> [Region annotation rows]:

--------------------------------

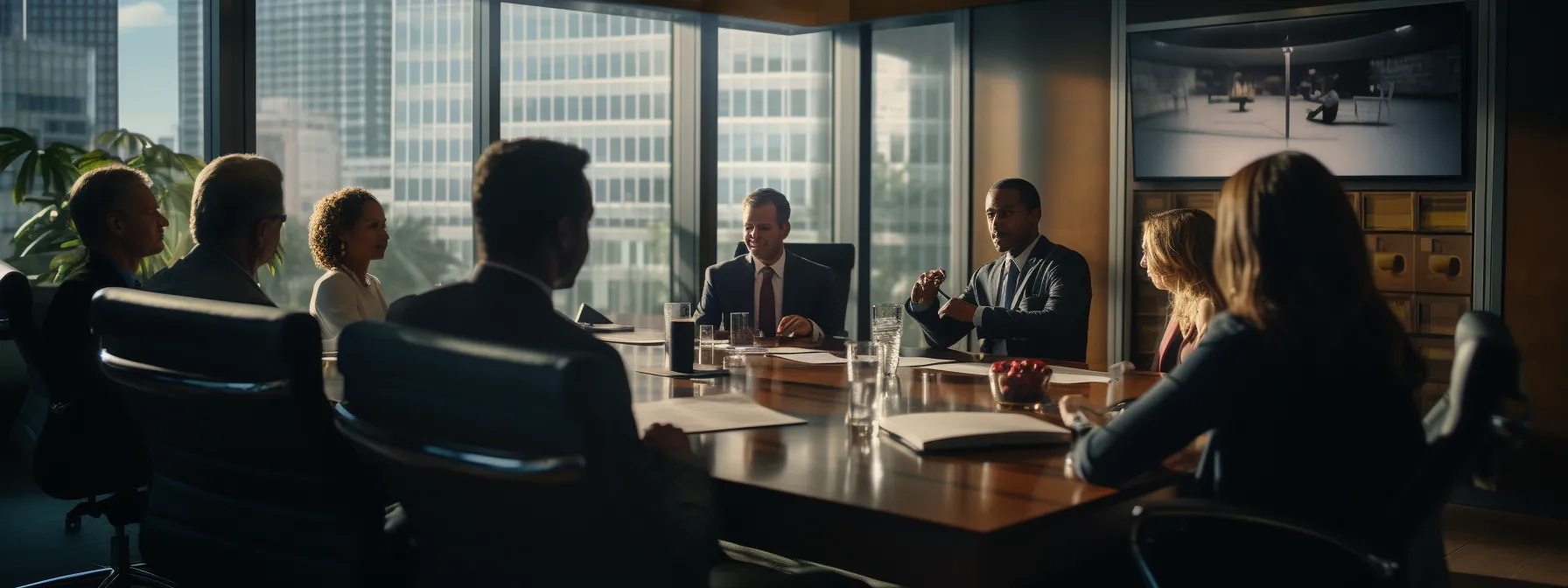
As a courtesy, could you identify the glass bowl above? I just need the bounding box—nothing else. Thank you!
[990,359,1051,411]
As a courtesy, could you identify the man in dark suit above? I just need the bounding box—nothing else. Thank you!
[36,164,170,494]
[906,177,1089,362]
[388,138,718,584]
[696,188,844,342]
[147,154,289,305]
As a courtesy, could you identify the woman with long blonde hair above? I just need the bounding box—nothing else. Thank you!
[1065,152,1441,577]
[1138,208,1225,372]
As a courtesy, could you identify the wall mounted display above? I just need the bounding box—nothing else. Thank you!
[1127,4,1469,178]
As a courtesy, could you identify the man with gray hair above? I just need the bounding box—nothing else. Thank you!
[147,154,289,305]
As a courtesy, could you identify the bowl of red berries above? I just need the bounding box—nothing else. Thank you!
[991,359,1051,411]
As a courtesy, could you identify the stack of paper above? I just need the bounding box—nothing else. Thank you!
[632,394,806,433]
[780,351,952,367]
[594,331,665,345]
[930,362,1110,384]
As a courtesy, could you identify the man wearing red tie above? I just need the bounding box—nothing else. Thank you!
[696,188,844,342]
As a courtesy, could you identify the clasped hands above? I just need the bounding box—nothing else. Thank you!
[909,268,978,323]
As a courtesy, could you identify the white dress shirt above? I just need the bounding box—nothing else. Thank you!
[311,270,388,350]
[913,235,1040,326]
[746,253,822,340]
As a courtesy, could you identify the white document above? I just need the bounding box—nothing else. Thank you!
[594,331,665,345]
[768,346,822,356]
[881,412,1073,452]
[780,351,952,367]
[780,351,845,366]
[632,394,806,434]
[930,362,1110,384]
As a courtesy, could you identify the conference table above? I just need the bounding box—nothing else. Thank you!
[613,335,1186,586]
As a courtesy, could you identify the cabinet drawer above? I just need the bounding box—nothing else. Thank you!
[1368,234,1416,291]
[1413,337,1453,384]
[1413,295,1469,335]
[1416,192,1471,232]
[1346,192,1366,230]
[1411,235,1471,295]
[1172,192,1220,216]
[1383,295,1414,332]
[1361,192,1416,230]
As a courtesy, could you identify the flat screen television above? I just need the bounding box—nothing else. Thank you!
[1127,4,1469,178]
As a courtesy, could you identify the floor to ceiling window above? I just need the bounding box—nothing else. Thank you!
[871,24,968,345]
[500,4,673,325]
[0,0,206,275]
[715,28,833,260]
[256,0,473,309]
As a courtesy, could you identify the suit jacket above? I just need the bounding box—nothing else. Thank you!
[696,249,844,337]
[34,254,149,500]
[146,245,277,305]
[388,265,718,586]
[905,235,1089,362]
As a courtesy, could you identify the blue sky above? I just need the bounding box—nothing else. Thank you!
[119,0,180,141]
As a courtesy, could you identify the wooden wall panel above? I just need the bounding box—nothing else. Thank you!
[970,0,1112,364]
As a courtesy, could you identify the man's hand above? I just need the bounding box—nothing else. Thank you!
[780,315,816,337]
[909,268,947,305]
[643,424,691,455]
[936,298,976,323]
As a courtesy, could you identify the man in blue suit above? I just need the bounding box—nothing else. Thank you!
[905,177,1089,362]
[696,188,844,340]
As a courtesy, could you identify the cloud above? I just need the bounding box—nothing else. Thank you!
[119,0,174,30]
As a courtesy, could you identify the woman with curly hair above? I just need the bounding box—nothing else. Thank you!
[311,188,388,342]
[1138,208,1225,372]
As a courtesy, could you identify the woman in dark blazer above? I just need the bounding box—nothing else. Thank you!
[1138,208,1225,372]
[1063,152,1441,573]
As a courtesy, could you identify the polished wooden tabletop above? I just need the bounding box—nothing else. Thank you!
[614,335,1174,586]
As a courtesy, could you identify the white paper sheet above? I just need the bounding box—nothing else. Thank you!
[928,362,1110,384]
[780,351,952,367]
[594,331,665,345]
[632,394,806,434]
[768,346,822,356]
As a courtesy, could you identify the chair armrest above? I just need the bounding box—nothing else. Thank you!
[1132,499,1400,578]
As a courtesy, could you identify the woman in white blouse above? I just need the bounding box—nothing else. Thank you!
[311,188,388,348]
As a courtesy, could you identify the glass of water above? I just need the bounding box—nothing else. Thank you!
[844,340,883,431]
[872,304,903,378]
[729,312,756,346]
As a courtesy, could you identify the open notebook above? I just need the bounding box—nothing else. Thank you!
[881,412,1073,452]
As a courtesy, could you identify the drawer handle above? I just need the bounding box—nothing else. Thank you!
[1372,253,1405,275]
[1427,256,1461,277]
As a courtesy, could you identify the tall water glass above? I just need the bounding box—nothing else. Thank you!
[872,304,903,378]
[844,340,883,431]
[729,312,756,348]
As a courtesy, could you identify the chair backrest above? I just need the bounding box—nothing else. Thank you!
[1384,311,1527,546]
[337,321,648,586]
[0,262,44,382]
[93,289,388,586]
[735,242,855,337]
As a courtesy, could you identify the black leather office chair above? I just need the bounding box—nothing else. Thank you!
[0,262,171,588]
[1132,312,1527,586]
[337,321,652,586]
[93,289,396,586]
[735,242,855,337]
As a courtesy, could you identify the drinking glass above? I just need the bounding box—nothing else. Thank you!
[729,312,756,346]
[844,340,885,431]
[872,304,903,378]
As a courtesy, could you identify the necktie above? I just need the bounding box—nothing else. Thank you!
[1002,260,1018,309]
[758,267,780,337]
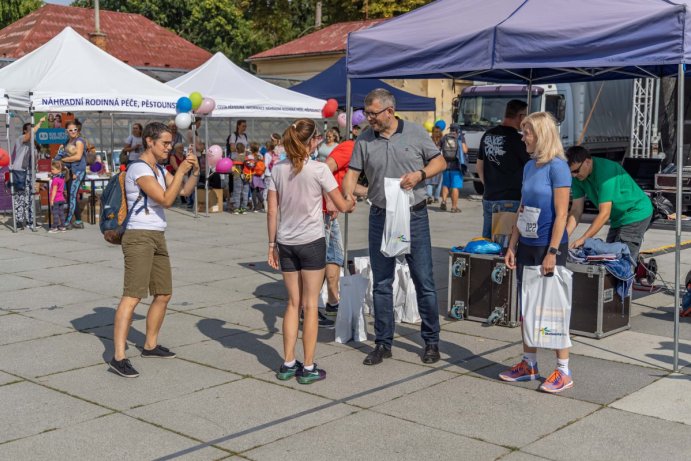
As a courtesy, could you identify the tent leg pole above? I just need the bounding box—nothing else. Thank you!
[29,109,37,232]
[204,119,209,218]
[672,64,685,372]
[5,106,17,234]
[343,78,353,268]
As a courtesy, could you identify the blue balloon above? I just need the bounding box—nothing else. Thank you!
[175,96,192,114]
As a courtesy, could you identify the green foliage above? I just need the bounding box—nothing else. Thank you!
[0,0,43,29]
[67,0,431,67]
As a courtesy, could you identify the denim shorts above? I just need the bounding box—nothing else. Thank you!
[324,215,343,266]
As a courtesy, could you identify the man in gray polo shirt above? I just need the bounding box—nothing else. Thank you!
[343,89,446,365]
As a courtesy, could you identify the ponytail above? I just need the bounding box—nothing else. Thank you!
[283,118,317,174]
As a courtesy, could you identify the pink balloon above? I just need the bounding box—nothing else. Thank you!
[338,112,346,128]
[197,98,216,115]
[216,157,233,173]
[206,144,223,168]
[353,110,365,126]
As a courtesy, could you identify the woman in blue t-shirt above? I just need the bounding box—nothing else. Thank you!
[499,112,573,393]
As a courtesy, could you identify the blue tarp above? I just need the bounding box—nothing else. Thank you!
[347,0,691,83]
[290,58,436,112]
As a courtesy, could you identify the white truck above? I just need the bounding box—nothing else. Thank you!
[453,80,633,194]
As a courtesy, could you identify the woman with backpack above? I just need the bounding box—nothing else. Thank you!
[109,122,200,378]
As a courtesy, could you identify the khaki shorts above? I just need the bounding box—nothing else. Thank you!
[122,229,173,298]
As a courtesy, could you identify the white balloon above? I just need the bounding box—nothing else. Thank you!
[175,112,192,130]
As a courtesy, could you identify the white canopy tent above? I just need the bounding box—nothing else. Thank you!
[167,53,326,118]
[0,27,184,114]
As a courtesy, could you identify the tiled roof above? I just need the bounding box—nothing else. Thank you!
[248,19,385,61]
[0,0,211,69]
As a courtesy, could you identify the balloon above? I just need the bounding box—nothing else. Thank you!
[352,110,366,126]
[175,112,192,130]
[206,144,223,168]
[197,98,216,115]
[0,147,10,168]
[175,96,192,114]
[190,91,204,110]
[338,112,346,128]
[322,99,338,118]
[216,157,233,173]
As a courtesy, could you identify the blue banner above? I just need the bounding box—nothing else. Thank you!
[35,128,68,144]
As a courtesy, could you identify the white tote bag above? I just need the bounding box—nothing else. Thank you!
[521,266,573,349]
[335,275,374,344]
[381,178,413,258]
[393,257,422,323]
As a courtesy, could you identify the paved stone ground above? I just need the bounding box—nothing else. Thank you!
[0,188,691,461]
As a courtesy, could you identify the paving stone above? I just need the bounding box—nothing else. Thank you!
[39,355,241,410]
[127,378,353,452]
[89,306,247,350]
[571,331,691,370]
[474,350,667,405]
[22,297,123,331]
[0,272,50,293]
[0,332,113,378]
[0,371,22,386]
[0,314,70,345]
[0,414,226,461]
[0,285,103,312]
[259,351,457,407]
[393,333,522,373]
[372,376,599,447]
[610,373,691,426]
[176,319,342,375]
[631,308,691,341]
[0,381,110,444]
[242,410,508,461]
[521,408,691,461]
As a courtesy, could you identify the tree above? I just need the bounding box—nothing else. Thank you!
[0,0,43,29]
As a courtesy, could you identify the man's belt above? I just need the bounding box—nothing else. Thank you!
[372,199,427,211]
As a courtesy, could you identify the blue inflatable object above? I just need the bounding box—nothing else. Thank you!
[463,240,501,255]
[175,96,192,114]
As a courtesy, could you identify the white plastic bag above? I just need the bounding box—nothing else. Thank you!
[381,178,413,258]
[521,266,573,349]
[335,275,367,344]
[393,257,422,323]
[353,256,374,314]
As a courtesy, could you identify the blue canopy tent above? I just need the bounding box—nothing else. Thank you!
[290,58,436,112]
[346,0,691,371]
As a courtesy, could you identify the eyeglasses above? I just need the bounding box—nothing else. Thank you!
[571,162,585,176]
[365,106,391,118]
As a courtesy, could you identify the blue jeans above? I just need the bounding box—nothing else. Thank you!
[482,200,521,239]
[369,206,439,347]
[233,174,250,210]
[324,214,343,266]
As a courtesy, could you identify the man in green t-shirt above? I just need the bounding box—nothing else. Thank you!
[566,146,653,261]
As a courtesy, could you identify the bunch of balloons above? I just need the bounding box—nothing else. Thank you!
[322,99,338,118]
[206,144,223,168]
[175,91,216,130]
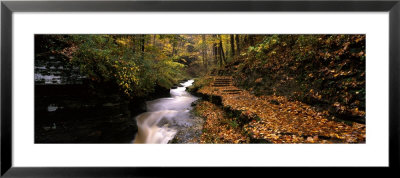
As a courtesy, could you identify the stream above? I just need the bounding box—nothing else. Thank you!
[133,80,202,144]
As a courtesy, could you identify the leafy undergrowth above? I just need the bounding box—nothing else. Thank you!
[198,76,366,143]
[195,101,250,143]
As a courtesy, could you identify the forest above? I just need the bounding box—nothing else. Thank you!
[35,34,366,143]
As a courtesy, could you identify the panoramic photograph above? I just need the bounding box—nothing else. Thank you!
[34,34,366,144]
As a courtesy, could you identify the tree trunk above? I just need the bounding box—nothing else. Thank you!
[202,35,207,69]
[213,35,219,64]
[141,35,146,54]
[230,35,235,58]
[235,35,240,55]
[219,35,226,67]
[132,35,136,53]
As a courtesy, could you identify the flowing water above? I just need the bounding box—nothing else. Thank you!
[134,80,198,143]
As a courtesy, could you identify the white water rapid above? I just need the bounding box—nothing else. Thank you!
[134,80,198,144]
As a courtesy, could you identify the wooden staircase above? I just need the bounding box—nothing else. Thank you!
[211,76,242,95]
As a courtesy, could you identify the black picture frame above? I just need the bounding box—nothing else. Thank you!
[0,0,400,177]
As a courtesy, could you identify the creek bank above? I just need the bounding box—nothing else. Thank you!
[134,80,203,143]
[191,76,366,143]
[35,85,170,143]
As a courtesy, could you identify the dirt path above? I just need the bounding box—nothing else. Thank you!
[198,76,366,143]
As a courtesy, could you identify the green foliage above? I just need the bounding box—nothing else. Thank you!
[71,35,184,96]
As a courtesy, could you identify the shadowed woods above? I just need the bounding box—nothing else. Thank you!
[35,34,366,143]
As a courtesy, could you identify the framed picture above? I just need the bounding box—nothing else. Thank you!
[1,1,400,177]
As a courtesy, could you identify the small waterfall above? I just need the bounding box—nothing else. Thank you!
[134,80,198,144]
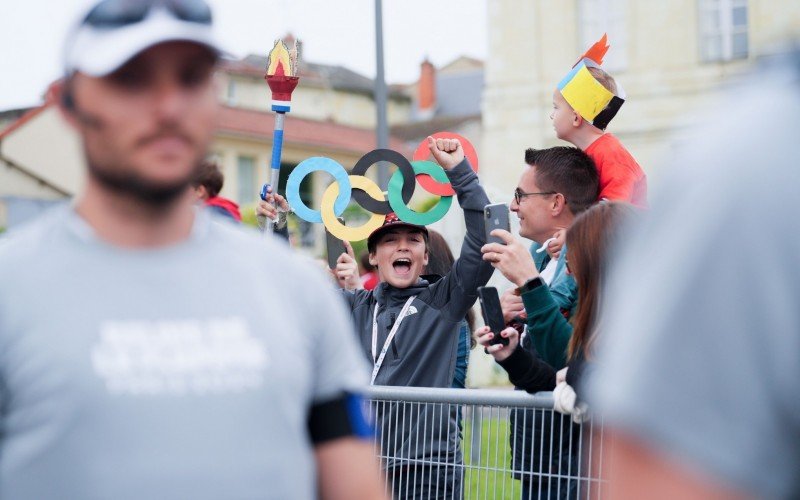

--------------------------------

> [Short problem]: Reproduce the rows verbatim from the very first one through the line that contains "[991,359,1051,411]", including both ends. Leave the pictures out of your answer.

> [Correct output]:
As a courtesy, could you identify the glass bowl above? I just need the bounding box—nothing else. Thank you!
[990,359,1051,411]
As a courtesy, could you identify the man in dark suit above? I just need the bounding box—nothing else. Thank you!
[36,164,170,494]
[906,177,1089,362]
[388,138,718,584]
[696,188,844,342]
[147,154,289,305]
As a courtesy, could you identify the woman with long blonde hair above? I just need the bounding box—nothing else. Thank you!
[1065,152,1441,577]
[1138,208,1225,372]
As a courtesy, could you identify the wall mounted display above? I just need the bounding box—nothing else. Thank you!
[1127,4,1469,178]
As a courtesy, could you identify the man with gray hair above? I just need the bounding box—nothing else. Thank you!
[147,154,289,305]
As a courtesy, could you identify the bowl of red berries above? I just need the bounding box—nothing else. Thank you!
[991,359,1051,411]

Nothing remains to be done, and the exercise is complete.